--- Start SELECTED PASSAGE ---

The Final Terror is a slice of barely remembered early 80s horror. It is probably most notable for featuring a young Daryl Hannah, Joe Pantoliano, Rachael Ward, Adrian Zmed, and Mark Metcalf. Often called a slasher film, it actually has closer ties to “Deliverance”, or “The Hills Have Eyes” than “Halloween”. But is it any good, I hear you cry? Well, why don’t you just read on to find out…
A group of young campers out for what they hope will be a fun-filled weekend find their plans spoiled by a disguised, merciless killer who stalks the forest in search of new victims. Soon They are caught in a terrifying web of bloodshed and murder. It is up to the remaining few to defend themselves and put an end to the terror-filled weekend.
So, that’s the gist of it. We have what seems on the surface to be a standard slasher set up: young people, deep in the woods, being stalked by a deranged killer. Except unlike most other horror films of the time, there are barely any onscreen deaths. 3 in fact. And a couple of off screen ones. Most of the film instead pushes the atmosphere, building the characters and their increasingly dire situation to a peak.
Being set deep in the woods, and partially on a river really gives the film a “Deliverance” vibe. Sure, you get the slasher staple pre credits kill, and campfire scare story scene. But you also get a crazy local with a clear secret. Oh, and some great shots of the forest.

--- End SELECTED PASSAGE ---

◆ **REQUIREMENT 1**:
Which actors does the review of The Final Terror name as appearing in the film? List all of them.
◆ **REQUIREMENT 2**:
Transcribe the part of the review that opens with the words "Being set deep" and closes with "of the forest.".
The records that come next have no connection to the review.

--- Start DATASET ---

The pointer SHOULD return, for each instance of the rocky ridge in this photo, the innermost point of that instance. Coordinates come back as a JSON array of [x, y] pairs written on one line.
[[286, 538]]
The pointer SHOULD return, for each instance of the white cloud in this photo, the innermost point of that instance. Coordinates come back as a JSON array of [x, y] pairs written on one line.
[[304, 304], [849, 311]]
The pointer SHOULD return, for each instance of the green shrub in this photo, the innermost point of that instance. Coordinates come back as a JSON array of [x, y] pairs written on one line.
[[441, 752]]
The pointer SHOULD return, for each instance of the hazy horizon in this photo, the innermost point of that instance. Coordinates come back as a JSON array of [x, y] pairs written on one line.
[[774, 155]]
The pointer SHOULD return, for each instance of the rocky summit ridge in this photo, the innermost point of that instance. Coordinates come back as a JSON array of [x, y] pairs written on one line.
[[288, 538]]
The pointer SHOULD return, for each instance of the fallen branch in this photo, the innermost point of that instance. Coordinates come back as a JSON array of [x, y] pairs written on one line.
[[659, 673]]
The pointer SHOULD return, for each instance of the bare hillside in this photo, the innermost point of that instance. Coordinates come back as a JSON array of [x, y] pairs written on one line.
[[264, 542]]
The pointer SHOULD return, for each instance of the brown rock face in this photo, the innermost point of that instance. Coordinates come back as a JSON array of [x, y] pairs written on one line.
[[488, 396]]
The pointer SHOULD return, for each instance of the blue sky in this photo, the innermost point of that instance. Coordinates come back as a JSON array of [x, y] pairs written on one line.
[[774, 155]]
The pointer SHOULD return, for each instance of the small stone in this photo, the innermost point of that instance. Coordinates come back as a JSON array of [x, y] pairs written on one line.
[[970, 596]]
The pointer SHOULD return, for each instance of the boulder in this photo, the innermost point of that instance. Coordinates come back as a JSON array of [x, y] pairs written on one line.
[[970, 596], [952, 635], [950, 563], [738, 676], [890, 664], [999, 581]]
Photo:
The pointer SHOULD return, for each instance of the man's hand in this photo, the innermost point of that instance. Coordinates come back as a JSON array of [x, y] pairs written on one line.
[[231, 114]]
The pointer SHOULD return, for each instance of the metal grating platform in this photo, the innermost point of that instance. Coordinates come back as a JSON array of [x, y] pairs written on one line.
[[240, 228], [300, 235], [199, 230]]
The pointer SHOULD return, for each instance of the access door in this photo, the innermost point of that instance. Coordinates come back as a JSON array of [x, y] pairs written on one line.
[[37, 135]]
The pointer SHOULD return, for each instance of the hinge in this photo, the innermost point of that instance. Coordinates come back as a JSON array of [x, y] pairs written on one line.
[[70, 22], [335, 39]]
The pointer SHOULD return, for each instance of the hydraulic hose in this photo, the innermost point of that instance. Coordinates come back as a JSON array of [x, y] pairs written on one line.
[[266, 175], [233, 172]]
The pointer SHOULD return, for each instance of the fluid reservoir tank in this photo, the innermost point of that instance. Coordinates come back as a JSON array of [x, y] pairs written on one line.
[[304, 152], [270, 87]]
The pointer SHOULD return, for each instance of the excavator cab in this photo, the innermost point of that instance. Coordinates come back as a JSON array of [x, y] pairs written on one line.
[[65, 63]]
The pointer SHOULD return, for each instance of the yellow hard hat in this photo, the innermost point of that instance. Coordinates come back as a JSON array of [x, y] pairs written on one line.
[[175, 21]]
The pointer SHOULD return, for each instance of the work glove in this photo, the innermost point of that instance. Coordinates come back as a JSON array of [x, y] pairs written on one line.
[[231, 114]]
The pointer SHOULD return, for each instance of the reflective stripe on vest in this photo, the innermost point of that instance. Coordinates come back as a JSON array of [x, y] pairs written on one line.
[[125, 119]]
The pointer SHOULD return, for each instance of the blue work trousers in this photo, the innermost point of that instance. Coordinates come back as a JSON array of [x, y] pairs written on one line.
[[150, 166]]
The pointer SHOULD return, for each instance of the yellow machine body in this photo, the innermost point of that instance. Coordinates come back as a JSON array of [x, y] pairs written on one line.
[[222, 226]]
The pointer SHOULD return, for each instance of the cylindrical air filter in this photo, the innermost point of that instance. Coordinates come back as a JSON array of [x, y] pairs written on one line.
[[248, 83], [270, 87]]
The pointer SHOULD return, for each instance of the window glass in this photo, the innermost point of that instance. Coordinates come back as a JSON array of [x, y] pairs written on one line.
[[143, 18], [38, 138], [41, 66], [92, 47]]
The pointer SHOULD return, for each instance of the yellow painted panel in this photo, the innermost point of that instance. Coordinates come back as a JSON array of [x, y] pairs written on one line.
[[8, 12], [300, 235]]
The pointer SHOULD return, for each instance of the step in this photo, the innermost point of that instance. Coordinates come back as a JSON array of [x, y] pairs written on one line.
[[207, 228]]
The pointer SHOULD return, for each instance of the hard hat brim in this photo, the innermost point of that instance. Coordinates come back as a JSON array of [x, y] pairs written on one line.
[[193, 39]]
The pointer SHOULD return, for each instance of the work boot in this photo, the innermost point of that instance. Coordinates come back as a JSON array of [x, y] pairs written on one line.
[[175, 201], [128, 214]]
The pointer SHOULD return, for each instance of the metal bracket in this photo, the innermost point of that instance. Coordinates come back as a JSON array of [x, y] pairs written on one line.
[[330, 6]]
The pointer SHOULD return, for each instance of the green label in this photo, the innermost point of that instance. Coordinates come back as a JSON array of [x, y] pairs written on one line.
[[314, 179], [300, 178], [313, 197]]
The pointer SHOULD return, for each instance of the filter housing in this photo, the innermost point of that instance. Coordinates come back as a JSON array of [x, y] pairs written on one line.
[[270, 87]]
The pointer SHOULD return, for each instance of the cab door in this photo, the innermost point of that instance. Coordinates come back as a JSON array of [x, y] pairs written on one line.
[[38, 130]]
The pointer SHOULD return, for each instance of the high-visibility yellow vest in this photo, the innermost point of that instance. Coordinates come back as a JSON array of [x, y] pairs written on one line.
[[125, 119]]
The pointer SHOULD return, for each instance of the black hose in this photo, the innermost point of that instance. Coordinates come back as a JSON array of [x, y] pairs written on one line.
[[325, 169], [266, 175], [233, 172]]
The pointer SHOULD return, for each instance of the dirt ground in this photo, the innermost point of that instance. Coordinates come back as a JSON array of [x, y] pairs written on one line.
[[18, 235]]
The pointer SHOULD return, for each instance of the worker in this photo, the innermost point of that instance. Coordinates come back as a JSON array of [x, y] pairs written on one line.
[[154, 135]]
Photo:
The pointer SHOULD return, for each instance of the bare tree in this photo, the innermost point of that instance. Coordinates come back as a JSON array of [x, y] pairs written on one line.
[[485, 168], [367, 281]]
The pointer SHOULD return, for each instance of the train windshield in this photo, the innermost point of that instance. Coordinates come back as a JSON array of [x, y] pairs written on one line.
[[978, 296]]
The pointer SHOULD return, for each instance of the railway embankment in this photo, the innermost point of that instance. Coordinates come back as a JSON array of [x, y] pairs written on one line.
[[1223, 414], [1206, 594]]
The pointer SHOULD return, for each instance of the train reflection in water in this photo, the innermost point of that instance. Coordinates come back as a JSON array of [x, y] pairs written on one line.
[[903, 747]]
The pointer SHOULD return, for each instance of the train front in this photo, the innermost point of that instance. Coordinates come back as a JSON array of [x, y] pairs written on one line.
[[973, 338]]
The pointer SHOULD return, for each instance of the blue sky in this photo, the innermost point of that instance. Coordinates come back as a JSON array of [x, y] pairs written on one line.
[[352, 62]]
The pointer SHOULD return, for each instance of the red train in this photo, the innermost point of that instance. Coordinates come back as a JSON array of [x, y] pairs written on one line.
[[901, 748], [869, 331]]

--- End DATASET ---

◆ **EXERCISE SOLUTION 1**:
Daryl Hannah, Joe Pantoliano, Rachael Ward, Adrian Zmed, Mark Metcalf

◆ **EXERCISE SOLUTION 2**:
Being set deep in the woods, and partially on a river really gives the film a “Deliverance” vibe. Sure, you get the slasher staple pre credits kill, and campfire scare story scene. But you also get a crazy local with a clear secret. Oh, and some great shots of the forest.